# Exercise instructions
Find every line in the items below that contains the word "dark" and copy each of those lines.

# Data for the task

■ ■ ■ ■ ■ ■ ■

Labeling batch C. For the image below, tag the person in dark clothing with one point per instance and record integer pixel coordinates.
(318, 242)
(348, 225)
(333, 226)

■ ■ ■ ■ ■ ■ ■

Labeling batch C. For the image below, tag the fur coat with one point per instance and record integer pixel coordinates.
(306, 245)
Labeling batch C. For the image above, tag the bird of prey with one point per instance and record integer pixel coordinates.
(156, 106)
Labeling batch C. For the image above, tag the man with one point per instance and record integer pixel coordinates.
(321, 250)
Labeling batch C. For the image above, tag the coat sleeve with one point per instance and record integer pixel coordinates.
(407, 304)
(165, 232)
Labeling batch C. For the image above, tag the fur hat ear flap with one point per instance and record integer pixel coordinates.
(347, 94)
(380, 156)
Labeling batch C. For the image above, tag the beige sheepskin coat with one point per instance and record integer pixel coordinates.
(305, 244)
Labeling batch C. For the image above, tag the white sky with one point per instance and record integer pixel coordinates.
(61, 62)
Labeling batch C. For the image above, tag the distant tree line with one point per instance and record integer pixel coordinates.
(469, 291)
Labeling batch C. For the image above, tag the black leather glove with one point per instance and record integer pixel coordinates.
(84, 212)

■ ■ ■ ■ ■ ■ ■

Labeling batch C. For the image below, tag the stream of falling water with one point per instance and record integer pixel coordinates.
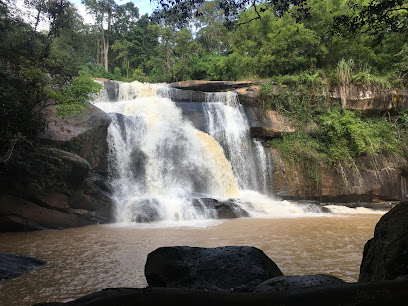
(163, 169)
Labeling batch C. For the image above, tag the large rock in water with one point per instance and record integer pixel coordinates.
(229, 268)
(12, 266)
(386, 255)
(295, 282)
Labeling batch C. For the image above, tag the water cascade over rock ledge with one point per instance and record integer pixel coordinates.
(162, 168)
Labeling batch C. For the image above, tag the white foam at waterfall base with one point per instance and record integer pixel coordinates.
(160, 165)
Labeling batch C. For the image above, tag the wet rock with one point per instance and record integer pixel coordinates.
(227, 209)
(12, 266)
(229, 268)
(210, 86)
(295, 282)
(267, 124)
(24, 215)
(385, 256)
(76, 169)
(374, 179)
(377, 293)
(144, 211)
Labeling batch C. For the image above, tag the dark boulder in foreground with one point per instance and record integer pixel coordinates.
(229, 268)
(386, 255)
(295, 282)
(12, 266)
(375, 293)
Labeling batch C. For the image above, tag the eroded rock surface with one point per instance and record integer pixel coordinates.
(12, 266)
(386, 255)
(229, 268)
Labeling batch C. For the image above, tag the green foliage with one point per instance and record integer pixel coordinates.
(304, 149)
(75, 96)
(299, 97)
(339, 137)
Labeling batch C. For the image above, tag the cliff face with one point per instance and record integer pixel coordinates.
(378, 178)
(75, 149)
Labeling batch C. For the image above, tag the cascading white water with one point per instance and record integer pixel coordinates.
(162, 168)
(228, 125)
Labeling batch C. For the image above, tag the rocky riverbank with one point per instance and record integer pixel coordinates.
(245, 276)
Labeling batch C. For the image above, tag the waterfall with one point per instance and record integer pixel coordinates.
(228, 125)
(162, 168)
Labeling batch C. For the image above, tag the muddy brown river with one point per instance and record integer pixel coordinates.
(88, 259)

■ ■ ■ ■ ■ ■ ■

# Correct output
Labeling batch C. For the image below, tag the person in dark clothing with one point per instance and record integer pixel coordinates.
Labeling batch C. For the image above, tag the dark boulder in foreground with one point per instance and record integer pixel coordinates.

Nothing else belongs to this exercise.